• _PROBLEM DESCRIPTION_: Every record, from first to last, should be written out again exactly.
◇ ◇ ◇ ◇
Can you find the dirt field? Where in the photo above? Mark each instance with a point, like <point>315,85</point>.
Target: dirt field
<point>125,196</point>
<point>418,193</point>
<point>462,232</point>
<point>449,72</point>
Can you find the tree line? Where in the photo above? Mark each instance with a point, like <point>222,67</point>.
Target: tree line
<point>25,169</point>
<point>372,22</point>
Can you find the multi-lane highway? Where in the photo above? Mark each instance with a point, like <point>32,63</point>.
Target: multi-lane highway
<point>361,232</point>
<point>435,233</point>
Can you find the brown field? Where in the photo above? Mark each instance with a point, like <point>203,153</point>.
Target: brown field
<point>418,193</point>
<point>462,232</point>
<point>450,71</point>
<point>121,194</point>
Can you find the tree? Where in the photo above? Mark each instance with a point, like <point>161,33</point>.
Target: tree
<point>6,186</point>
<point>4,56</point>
◇ ◇ ◇ ◇
• _WRITTEN REPLY_:
Can you find the dirt field? Where in the photo above? Mark each instance with a point, like <point>315,85</point>.
Target: dirt field
<point>125,196</point>
<point>418,193</point>
<point>462,232</point>
<point>449,72</point>
Can you find the tree line? Where in the photo above? Mark each instance with a point, like <point>222,67</point>.
Target: tree line
<point>25,169</point>
<point>372,22</point>
Can you find the multi-lane highway? Where in the photo above? Mark each instance with a point, like <point>32,63</point>.
Target: multi-lane highway
<point>361,232</point>
<point>435,233</point>
Can you find the brown field? Where in the photo above? Mark each instance with a point, like <point>203,153</point>.
Target: brown field
<point>418,193</point>
<point>462,232</point>
<point>450,71</point>
<point>121,194</point>
Can you find the tree? Where in the photo above? Mark each instance with a point, like <point>161,33</point>.
Target: tree
<point>6,186</point>
<point>4,56</point>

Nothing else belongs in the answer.